Именно в преддверии экклезиологического периода истории Церкви отбрасываются в этом образе все бытовые элементы и все сосредоточивается на догмате. Нельзя, как нам представляется, считать случайным особое распространение этого образа в ответ на искажение в русских ересях троичного догмата и экклезиологии.

Как откровение неизобразимого Божества, явление Аврааму может быть передано только символически, в виде трех безличных Ангелов. Поэтому всякое наименование Божественных Ипостасей в этом образе может быть только произвольным противоречием Шестому и Седьмому Вселенским Соборам[12].

Троичное Богоявление раскрывается в день Пятидесятницы, которая есть «Духа действо, имже Троица познавается». Это познавание есть приобщение к Троичному бытию, жизненный опыт приобщения к нетварному, потому что познание и есть общность бытия. Здесь не отвлеченное понятие, которым можно оперировать, а жизненное познание Сына в Духе Святом и Отца в Сыне — единственный данный человеку путь внутреннего, живого опыта христианской жизни. Плодом этого познания является первое и основное свойство Церкви — единство, без которого невозможны другие ее свойства. Другими словами, основа единства в Православии есть сочетание тварного бытия с нетварным, их взаимопроникновение. И это чудо сочетания твари с нетварным, есть Богочеловеческая природа Церкви, единство ее во Христе и со Христом, единство Тела и Главы. Это то единство, которое соответствует словам Христа: «Да вси едино будут якоже и Мы», «якоже Ты, Отче, во Мне и Аз в Тебе, да и тии в Нас едино будут» (Ин. 17, 21) — Богочеловеческое единство («в Нас») по образу Святой Троицы («якоже и Мы»).

_СОБРАННЫЙ МАТЕРИАЛ_

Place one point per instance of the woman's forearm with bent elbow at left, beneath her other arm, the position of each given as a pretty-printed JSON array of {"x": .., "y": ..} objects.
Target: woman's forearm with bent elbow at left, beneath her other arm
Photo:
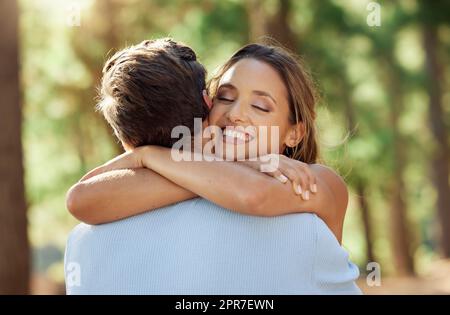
[{"x": 118, "y": 194}]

_ЧТО НУЖНО СДЕЛАТЬ_
1 - Как, согласно исходному тексту, может быть передано явление Аврааму?
2 - Перепишите фрагмент исходного текста: начните с места, где стоят слова «Как откровение неизобразимого», и остановитесь после слов «Седьмому Вселенским Соборам[12].».
Перечень здесь никак не используется.

_ОЖИДАЕМЫЕ ОТВЕТЫ_
1 - Только символически, в виде трех безличных Ангелов.

2 -
Как откровение неизобразимого Божества, явление Аврааму может быть передано только символически, в виде трех безличных Ангелов. Поэтому всякое наименование Божественных Ипостасей в этом образе может быть только произвольным противоречием Шестому и Седьмому Вселенским Соборам[12].